- Testo mostrato:
..............................

IL MITO DELLA PRODUTTIVITA’

di Andrea Cavalleri

 

Con il termine “produttività” si intendono due concetti distinti, anche se interconnessi.

Il primo significato è quello fisico, cioè la maggiore o minore capacità di produrre merci in senso assoluto: l’impianto a pieno regime produce tot pezzi all’ora, al giorno, all’anno.

Il secondo è quello monetario: il costo orario di un dipendente diviso la produzione oraria di quello stesso lavoratore determina  il costo unitario del singolo prodotto, ovvero il risultato della produttività.

 

I fattori che accrescono la produttività fisica sono il supporto tecnologico e l’organizzazione del lavoro. Quelli che accrescono la produttività monetaria sono la produttività fisica positiva (più s’innalza e più cresce quella monetaria) e il costi di produzione, tra cui il costo del lavoro, negativi (più diminuiscono e più cresce la produttività monetaria).

Ora, per una qualunque impresa, la produttività fisica è normalmente calibrata sul proprio mercato: se l’azienda vende 1 milione di pezzi l’anno, non ha senso che si doti di un impianto capace di produrre 1 milione di pezzi al giorno. Di solito l’impresa accresce la potenza degli impianti dopo che la domanda di merci è aumentata, e solo raramente investe in tecnologia prevedendo di soddisfare una domanda accresciuta in virtù di un prezzo di vendita ribassato dalla maggior produttività dei nuovi macchinari.

Quindi, la via più battuta, perché la più sicura, scevra di rischi per l’impresa, è quella di abbassare i costi, soprattutto il costo del lavoro perché è quello più visibile e più manipolabile.

In definitiva a chi produce si chiede di farlo il più in fretta possibile e al minor costo possibile.

 

Questa la realtà vista in soggettiva da un’impresa, uno dei tanti attori del mercato.

Ma se consideriamo la realtà economica complessiva di un sistema, valgono le stesse considerazioni che valgono per la singola azienda?

 

La produttività fisica.

Cominciamo a esaminare l’aspetto fisico della questione.

Un sistema chiuso, cioè che ha la responsabilità di soddisfare tutti i bisogni della sua società, si pone innanzitutto il problema della produttività minima, quella grazie a cui le necessità vengono ottemperate. Un sistema chiuso è ad esempio una nazione sovrana dotata di moneta e politica proprie, sistema chiuso può essere una tribù aborigena, sistema chiuso per eccellenza è il mondo, dato che al momento altro non c’è e non si intravedono scambi commerciali coi marziani.

La produttività minima può essere l’esatta quantità richiesta dalla domanda complessiva della società, se la società è autosufficiente (si produce da sola tutti i generi di cui ha bisogno), oppure tale produttività minima deve eccedere la richiesta interna di una quantità/qualità tale che pareggi la quantità/qualità importata dall’esterno.

 

Cosa succede quando la produttività supera quella minima?

..............................

- Dati raccolti:
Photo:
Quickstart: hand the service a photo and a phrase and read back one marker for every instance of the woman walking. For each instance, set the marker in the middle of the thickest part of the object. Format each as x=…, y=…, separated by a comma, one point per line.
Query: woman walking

..............................

- Obiettivi:
1. Le affermazioni seguenti concordano con il testo sulla produttività? Per ciascuna rispondi sì o no e cita le parole del testo che lo stabiliscono: (a) il costo del lavoro viene indicato come il costo più visibile e più manipolabile; (b) di solito l’impresa potenzia gli impianti prima che la domanda di merci aumenti; (c) il mondo viene presentato come il sistema chiuso per eccellenza.
2. Secondo il testo sulla produttività, perché l’impresa preferisce abbassare i costi e perché si concentra soprattutto sul costo del lavoro? Rispondi in una, due o tre frasi.
3. Scrivi il seguito del testo sulla produttività, partendo dopo l’ultima frase riportata.

- Risultati in ordine:
1.
(a) Sì: “soprattutto il costo del lavoro perché è quello più visibile e più manipolabile”.
(b) No: “Di solito l’impresa accresce la potenza degli impianti dopo che la domanda di merci è aumentata”.
(c) Sì: “sistema chiuso per eccellenza è il mondo, dato che al momento altro non c’è”.

2. Abbassare i costi è la via più battuta perché è la più sicura e non comporta rischi per l’impresa. Tra i costi si colpisce soprattutto quello del lavoro, perché è il più visibile e il più manipolabile.

3.
Ipotizziamo una comunità chiusa che vive su un’isola scollegata dal mondo. Quando la produttività sull’isola sarà tale da garantire il cibo a tutti, con scorte per fronteggiare le cattive evenienze, la casa i vestiti e tutte le prime necessità, avanzerà del tempo che potrà essere dedicato a rendere la vita degli abitanti sempre più confortevole, comoda e sicura: ci sarà del tempo per studiare, ricercare e approntare metodi di produzione sempre più efficaci, questi libereranno altro tempo che potrà essere dedicato alla religione, alle cure della persona, alla cultura allo sport e all’intrattenimento.

Se la produttività aumentasse ulteriormente resterebbe del “tempo libero” che ciascuno utilizza come preferisce.

 

Naturalmente questa situazione presuppone che tutti fossero amici e parenti e che considerassero i benefici provenienti dal progresso come un bene collettivo.

Qualcuno potrebbe  anche invocare i propri meriti per godere di una situazione speciale.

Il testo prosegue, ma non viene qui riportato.